## Dataset records

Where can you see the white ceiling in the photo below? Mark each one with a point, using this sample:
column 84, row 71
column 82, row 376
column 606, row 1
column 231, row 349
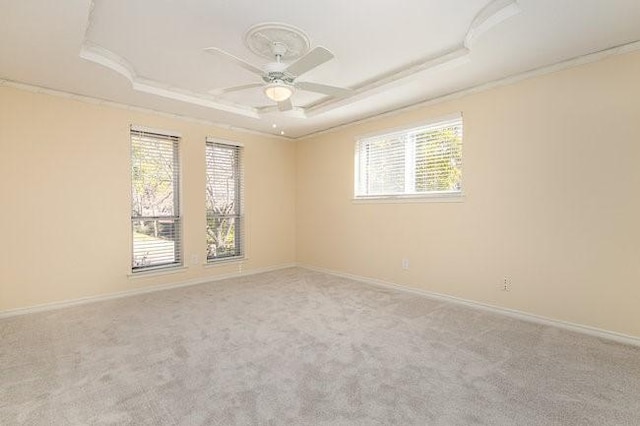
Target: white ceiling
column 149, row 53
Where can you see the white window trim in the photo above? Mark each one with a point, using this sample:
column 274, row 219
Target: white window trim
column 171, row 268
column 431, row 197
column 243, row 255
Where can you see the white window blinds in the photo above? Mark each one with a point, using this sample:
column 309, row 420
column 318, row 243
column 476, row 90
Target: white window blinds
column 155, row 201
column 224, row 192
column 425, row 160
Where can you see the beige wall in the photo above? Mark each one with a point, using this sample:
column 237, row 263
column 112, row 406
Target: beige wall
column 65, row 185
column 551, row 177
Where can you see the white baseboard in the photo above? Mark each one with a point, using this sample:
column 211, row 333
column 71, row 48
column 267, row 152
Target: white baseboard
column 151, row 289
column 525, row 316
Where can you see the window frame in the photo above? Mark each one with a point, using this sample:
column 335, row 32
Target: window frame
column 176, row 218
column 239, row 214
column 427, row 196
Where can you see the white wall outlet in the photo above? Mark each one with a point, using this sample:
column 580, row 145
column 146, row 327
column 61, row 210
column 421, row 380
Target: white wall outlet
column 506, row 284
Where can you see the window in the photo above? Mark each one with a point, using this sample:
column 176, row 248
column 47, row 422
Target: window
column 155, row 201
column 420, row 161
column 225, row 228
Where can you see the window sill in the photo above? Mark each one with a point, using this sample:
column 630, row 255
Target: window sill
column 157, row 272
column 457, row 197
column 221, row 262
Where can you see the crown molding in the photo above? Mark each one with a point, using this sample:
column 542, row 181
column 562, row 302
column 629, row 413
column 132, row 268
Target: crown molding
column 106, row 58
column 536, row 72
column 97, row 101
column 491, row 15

--

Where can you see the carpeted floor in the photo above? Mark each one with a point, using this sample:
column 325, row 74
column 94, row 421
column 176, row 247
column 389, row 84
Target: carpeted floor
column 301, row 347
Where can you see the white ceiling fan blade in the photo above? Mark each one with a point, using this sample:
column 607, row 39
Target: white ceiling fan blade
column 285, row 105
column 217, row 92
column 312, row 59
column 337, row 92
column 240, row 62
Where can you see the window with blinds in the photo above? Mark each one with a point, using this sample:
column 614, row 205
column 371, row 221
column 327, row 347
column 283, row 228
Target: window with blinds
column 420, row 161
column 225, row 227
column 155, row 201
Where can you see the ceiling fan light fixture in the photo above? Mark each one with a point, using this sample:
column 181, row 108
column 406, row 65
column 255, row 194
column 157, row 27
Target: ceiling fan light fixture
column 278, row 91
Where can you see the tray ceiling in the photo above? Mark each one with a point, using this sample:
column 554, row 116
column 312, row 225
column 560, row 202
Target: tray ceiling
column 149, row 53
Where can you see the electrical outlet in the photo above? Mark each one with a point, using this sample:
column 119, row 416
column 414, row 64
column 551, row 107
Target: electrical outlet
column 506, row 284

## What is needed
Rewrite the lines of the listing from the line containing "Where can you see the crown" through the line containing "column 491, row 15", changing "crown molding" to "cornice" and leaving everything else in those lines the same.

## Problem solution
Where can you see the cornice in the photo above? Mark each one with a point, using this sample:
column 542, row 181
column 562, row 302
column 629, row 413
column 132, row 268
Target: cornice
column 106, row 58
column 536, row 72
column 97, row 101
column 491, row 15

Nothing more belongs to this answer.